Request:
Return the following material line for line with no changes, leaving out the pictures.
========
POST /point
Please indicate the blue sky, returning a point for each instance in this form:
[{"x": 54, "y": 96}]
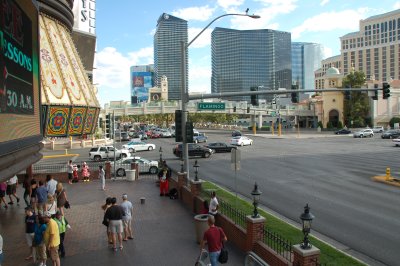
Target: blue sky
[{"x": 125, "y": 30}]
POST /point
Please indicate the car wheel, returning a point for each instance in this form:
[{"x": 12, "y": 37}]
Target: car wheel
[
  {"x": 153, "y": 170},
  {"x": 120, "y": 172}
]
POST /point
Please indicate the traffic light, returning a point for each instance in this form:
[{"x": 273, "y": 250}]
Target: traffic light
[
  {"x": 386, "y": 90},
  {"x": 375, "y": 97},
  {"x": 254, "y": 98},
  {"x": 108, "y": 125},
  {"x": 189, "y": 132},
  {"x": 178, "y": 125},
  {"x": 347, "y": 94},
  {"x": 295, "y": 95}
]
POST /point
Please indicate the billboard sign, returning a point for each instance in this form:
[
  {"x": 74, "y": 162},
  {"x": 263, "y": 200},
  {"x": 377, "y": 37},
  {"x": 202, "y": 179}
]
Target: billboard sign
========
Reply:
POST /point
Please indicate the blue sky, returning a point for each instance in this form:
[{"x": 54, "y": 96}]
Target: blue sky
[{"x": 125, "y": 30}]
POST /point
Please indicate the car wheel, returning a point for each instance in this form:
[{"x": 12, "y": 37}]
Target: car wheel
[
  {"x": 153, "y": 170},
  {"x": 120, "y": 172}
]
POST /point
Please indicate the traffic light, returning a point for each instance in this form:
[{"x": 273, "y": 250}]
Target: traffic light
[
  {"x": 386, "y": 90},
  {"x": 375, "y": 97},
  {"x": 254, "y": 98},
  {"x": 108, "y": 125},
  {"x": 189, "y": 132},
  {"x": 178, "y": 125},
  {"x": 347, "y": 94},
  {"x": 295, "y": 95}
]
POST /point
Please indicate the billboard sign, returning a point for each instance in this form:
[
  {"x": 74, "y": 162},
  {"x": 263, "y": 200},
  {"x": 377, "y": 37},
  {"x": 202, "y": 179}
]
Target: billboard sign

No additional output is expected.